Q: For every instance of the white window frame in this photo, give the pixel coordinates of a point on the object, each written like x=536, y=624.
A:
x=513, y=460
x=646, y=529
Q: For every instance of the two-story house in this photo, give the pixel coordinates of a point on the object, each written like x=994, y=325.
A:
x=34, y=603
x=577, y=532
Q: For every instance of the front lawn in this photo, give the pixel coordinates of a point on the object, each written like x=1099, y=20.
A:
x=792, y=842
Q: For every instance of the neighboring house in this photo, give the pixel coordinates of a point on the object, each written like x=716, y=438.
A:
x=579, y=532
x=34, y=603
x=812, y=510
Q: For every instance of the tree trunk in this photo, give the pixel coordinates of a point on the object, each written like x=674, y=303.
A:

****

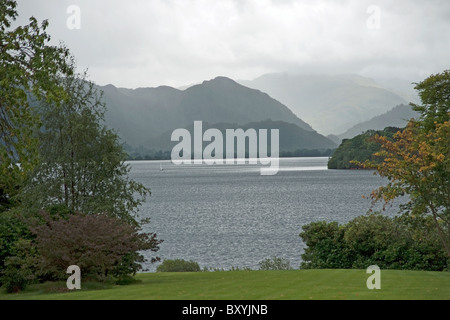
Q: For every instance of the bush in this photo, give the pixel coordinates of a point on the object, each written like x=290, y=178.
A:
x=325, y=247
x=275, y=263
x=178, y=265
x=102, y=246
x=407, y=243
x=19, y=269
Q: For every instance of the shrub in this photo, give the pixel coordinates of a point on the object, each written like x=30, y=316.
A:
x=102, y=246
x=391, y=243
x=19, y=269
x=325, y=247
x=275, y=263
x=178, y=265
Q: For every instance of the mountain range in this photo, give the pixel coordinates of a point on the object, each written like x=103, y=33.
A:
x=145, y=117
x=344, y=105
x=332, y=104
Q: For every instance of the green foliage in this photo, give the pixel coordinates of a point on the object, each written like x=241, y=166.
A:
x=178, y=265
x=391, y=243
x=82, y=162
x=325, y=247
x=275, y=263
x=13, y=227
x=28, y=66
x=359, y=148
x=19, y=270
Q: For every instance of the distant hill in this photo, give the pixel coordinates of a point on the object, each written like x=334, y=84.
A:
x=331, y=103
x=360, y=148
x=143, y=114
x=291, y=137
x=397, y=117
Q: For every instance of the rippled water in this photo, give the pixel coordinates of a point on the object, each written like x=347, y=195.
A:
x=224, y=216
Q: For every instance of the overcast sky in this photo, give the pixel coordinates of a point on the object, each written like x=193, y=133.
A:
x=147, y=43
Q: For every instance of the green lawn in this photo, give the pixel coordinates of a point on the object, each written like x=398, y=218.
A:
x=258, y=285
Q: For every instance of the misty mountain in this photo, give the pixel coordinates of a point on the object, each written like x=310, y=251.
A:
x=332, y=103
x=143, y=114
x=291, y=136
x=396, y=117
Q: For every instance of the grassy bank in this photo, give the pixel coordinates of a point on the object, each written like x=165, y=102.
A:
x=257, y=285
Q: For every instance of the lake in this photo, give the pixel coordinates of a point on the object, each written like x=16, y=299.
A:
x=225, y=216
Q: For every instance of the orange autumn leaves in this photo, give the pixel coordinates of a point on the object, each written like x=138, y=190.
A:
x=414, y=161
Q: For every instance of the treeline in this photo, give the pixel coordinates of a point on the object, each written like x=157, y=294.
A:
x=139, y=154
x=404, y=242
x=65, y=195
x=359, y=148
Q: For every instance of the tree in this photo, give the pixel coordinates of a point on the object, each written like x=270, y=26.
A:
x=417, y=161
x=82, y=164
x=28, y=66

****

Exercise prompt
Every line above that holds the word "house" should be copied out.

Answer to the exercise
Q: For every instance of the two-story house in this photo, give the pixel coordinates of a point on the object, each written like x=994, y=325.
Q: For every instance of the neighboring house in this photo, give the pixel coordinates of a point on the object, each written like x=716, y=438.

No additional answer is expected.